Work to be completed. Put every line of the entries below into a numbered list, leaving out blank lines and any pictures.

Collected data entries

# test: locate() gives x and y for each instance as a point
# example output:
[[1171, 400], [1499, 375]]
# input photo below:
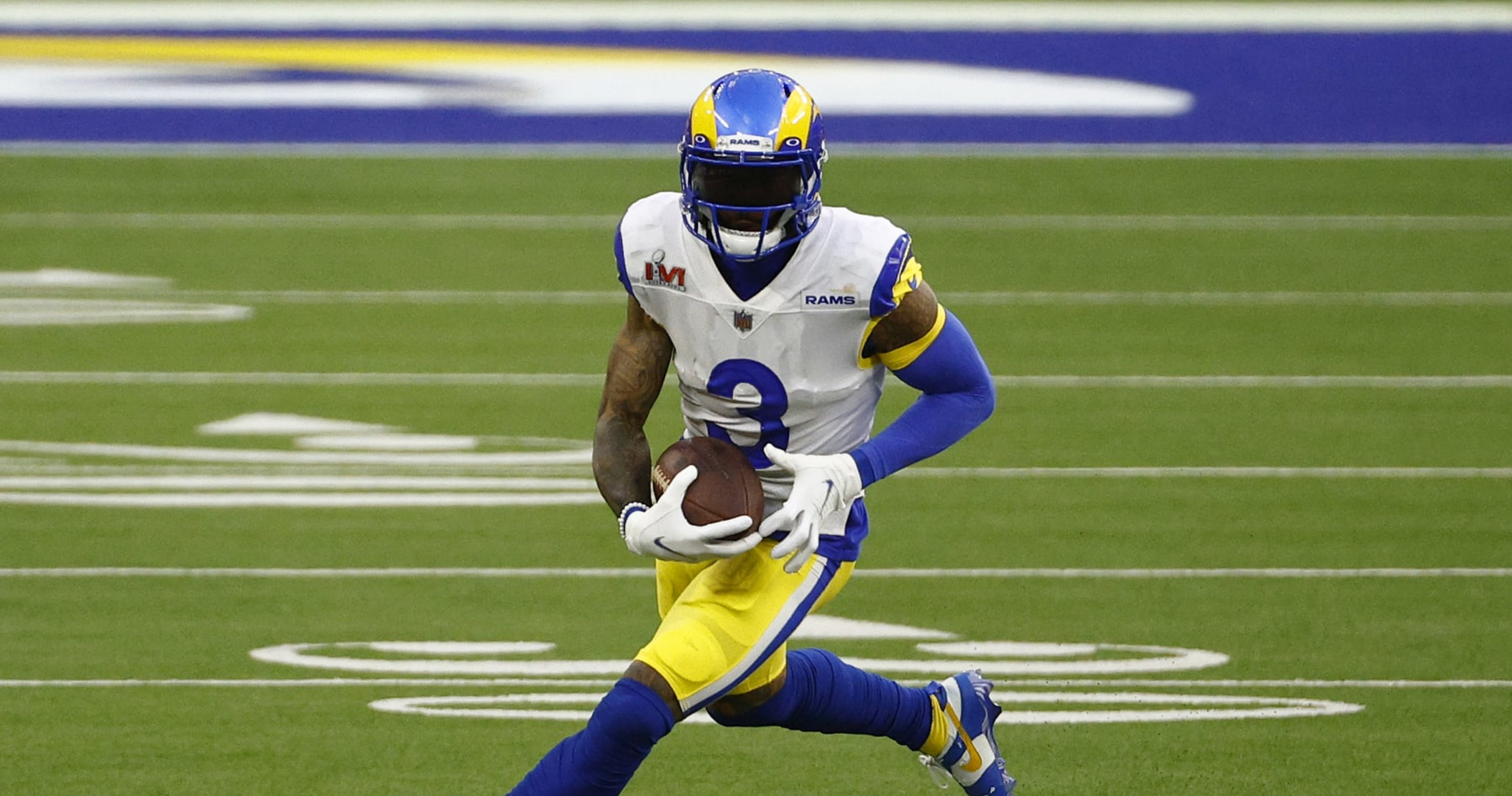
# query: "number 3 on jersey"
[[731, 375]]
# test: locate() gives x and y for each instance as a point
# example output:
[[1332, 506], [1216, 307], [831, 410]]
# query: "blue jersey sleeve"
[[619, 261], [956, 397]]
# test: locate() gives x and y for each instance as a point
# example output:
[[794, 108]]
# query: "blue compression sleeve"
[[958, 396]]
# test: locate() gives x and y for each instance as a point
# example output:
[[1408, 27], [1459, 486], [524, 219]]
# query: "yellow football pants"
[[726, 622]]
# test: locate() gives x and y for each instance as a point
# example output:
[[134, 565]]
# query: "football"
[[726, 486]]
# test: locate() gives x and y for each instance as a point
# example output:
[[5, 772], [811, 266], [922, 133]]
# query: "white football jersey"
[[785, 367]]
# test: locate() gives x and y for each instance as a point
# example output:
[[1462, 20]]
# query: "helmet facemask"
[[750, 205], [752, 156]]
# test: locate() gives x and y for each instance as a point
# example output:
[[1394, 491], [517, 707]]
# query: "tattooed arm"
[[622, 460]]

Solved problem.
1. # test: locate() gives x and y for each instance as a point
2. # example output:
3. [[1171, 400], [1499, 375]]
4. # input photo below:
5. # query: "number 3 on jersey"
6. [[731, 375]]
7. # test: locate() gives x and y for each instance as a point
8. # example output:
9. [[1332, 506], [1216, 307], [831, 410]]
10. # query: "blue jersey sleeve"
11. [[619, 261], [956, 397]]
12. # test: locate() gives x and y for each instance as a point
13. # example output:
14. [[794, 108]]
15. # query: "blue compression sleeve"
16. [[958, 396]]
17. # test: locate() gives x and y for each instance as a point
18. # example output:
19. [[1408, 27], [1459, 486], [524, 219]]
20. # query: "yellow football pants"
21. [[726, 622]]
22. # test: locate() gives x and y for each instance as a point
23. # example output:
24. [[134, 565]]
25. # query: "football"
26. [[726, 486]]
27. # test: locate() gives x and y for each instance as a point
28. # example output:
29. [[5, 772], [811, 266], [922, 133]]
30. # query: "white football jersey"
31. [[785, 367]]
32. # test: locate() gives x and y for each instance as a point
33. # example output:
34. [[1462, 20]]
35. # query: "helmet facemask"
36. [[750, 205], [752, 156]]
37. # test: locate() gives x and y for each instance as a point
38. # example output:
39. [[1394, 491], [517, 707]]
40. # query: "tattooed arm"
41. [[622, 460]]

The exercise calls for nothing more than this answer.